== Given passage ==
- - -
Álvaro Montoro

Personal information
- Date of birth: 17 April 2007 (age 19)
- Place of birth: Concepción, Tucumán, Argentina
- Height: 1.70 m (5 ft 7 in)
- Position: Attacking midfielder

Team information
- Current team: Botafogo
- Number: 10

Youth career
- Concepción
- Liniers
- 2017–2024: Vélez Sarsfield

Senior career*
- Years: Team / Apps / (Gls)
- 2024–2025: Vélez Sarsfield / 27 / (0)
- 2025–: Botafogo / 46 / (5)

International career^{‡}
- 2022: Argentina U17
- 2024–: Argentina U20 / 5 / (0)

Medal record
Men's football
Representing Argentina
FIFA U-20 World Cup
| Runner-up | 2025 Chile |  |

= Álvaro Montoro =

Argentine footballer (born 2007)

Álvaro Montoro (born 17 April 2007) is an Argentine footballer who plays as an attacking midfielder for Brazilian club Botafogo.

==Early life==
Montoro was born in the Barrio Independencia, Concepción, Tucumán. His brother, Francisco, is also a footballer and currently also plays in the academy of Vélez Sarsfield.

==Club career==
===Vélez Sarsfield===
Montoro started his career with Concepción Fútbol Club, before moving to Argentina's capital, Buenos Aires, at the age of eight. In Buenos Aires, he first played for Liniers, before joining Vélez Sarsfield in 2017.
- - -
== Given data ==
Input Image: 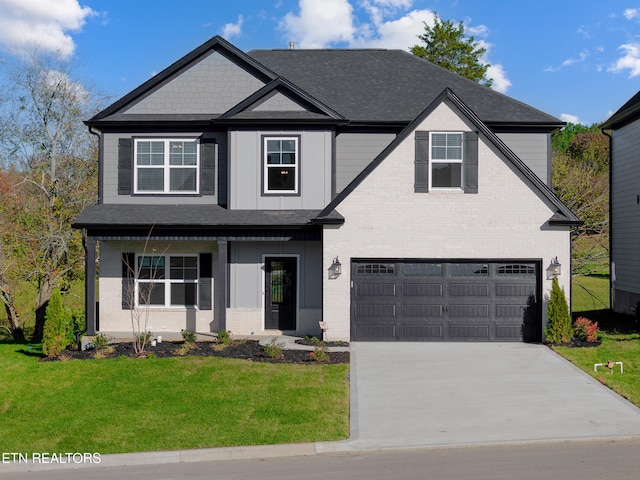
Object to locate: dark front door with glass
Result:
[265,257,297,330]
- - -
== Exercise requirements ==
**1.** In the Álvaro Montoro profile, rewrite the part that begins at the words "- Position: Attacking" and ends after "Apps / (Gls)", changing "Youth career" to "Academy career".
**2.** According to the Álvaro Montoro article, how old was he when he moved to Buenos Aires?
**3.** Continue the Álvaro Montoro article from where it stops.
The lines aren't needed for this work.

== Answers provided ==
**1.**
- Position: Attacking midfielder

Team information
- Current team: Botafogo
- Number: 10

Academy career
- Concepción
- Liniers
- 2017–2024: Vélez Sarsfield

Senior career*
- Years: Team / Apps / (Gls)

**2.** He was eight.

**3.**
===Botafogo===
On 3 June 2025, Montoro was announced as Botafogo's new signing, marking his first experience in Brazilian football. He scored his first goal for the club on 29 July, in a 2–0 Copa do Brasil win over against Red Bull Bragantino, at the Estádio Nilton Santos.

In July 2025, Montoro his third goal for Botafogo in a 3–3 draw with Mirassol.

==International career==
Montoro was called up to the Argentina under-17 team in June 2022.

In September 2025, Montoro was called up by the under-20 team to compete in the 2025 FIFA U-20 World Cup. Initially unavailable to the competition as Botafogo did not intend to release the midfielder, he was allowed to play shortly after.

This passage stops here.